:: EXERCISE BRIEF ::
An exact copy of the lines from the one containing "positive clicks: (715, 245)" through the final line of the records is the only acceptable answer.

··· EXERCISE INPUT ···

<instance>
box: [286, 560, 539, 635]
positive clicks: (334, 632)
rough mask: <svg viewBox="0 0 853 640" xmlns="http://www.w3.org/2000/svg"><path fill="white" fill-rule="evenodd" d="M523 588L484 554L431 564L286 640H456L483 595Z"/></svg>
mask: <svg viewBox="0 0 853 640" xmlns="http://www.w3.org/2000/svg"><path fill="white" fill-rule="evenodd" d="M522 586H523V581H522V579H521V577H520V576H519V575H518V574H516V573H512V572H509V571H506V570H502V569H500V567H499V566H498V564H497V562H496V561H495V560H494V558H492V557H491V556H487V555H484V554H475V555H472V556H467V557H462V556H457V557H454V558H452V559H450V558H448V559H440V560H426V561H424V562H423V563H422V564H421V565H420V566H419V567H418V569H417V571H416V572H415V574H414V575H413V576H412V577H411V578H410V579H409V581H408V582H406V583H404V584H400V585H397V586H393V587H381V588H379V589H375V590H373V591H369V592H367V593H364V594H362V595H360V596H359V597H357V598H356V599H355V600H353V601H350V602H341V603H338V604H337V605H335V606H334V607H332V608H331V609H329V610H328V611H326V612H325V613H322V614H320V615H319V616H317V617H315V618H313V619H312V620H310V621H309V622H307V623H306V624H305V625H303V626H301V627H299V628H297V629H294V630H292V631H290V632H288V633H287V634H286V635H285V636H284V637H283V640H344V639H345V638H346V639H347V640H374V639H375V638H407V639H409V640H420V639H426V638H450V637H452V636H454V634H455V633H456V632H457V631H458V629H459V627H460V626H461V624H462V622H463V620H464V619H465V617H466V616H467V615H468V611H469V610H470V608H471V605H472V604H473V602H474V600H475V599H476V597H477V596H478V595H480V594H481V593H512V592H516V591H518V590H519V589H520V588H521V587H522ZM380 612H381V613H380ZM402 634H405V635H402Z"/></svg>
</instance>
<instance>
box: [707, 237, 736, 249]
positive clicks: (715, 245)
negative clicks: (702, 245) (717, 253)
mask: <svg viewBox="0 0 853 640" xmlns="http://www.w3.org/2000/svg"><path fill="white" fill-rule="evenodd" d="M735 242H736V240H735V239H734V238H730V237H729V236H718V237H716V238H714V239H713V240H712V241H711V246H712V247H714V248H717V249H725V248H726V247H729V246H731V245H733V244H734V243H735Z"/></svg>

···

:: SOLUTION TO THIS EXERCISE ::
positive clicks: (715, 245)
negative clicks: (702, 245) (717, 253)
mask: <svg viewBox="0 0 853 640" xmlns="http://www.w3.org/2000/svg"><path fill="white" fill-rule="evenodd" d="M735 242H736V240H735V239H734V238H730V237H729V236H718V237H716V238H714V239H713V240H712V241H711V246H712V247H714V248H717V249H725V248H726V247H729V246H731V245H733V244H734V243H735Z"/></svg>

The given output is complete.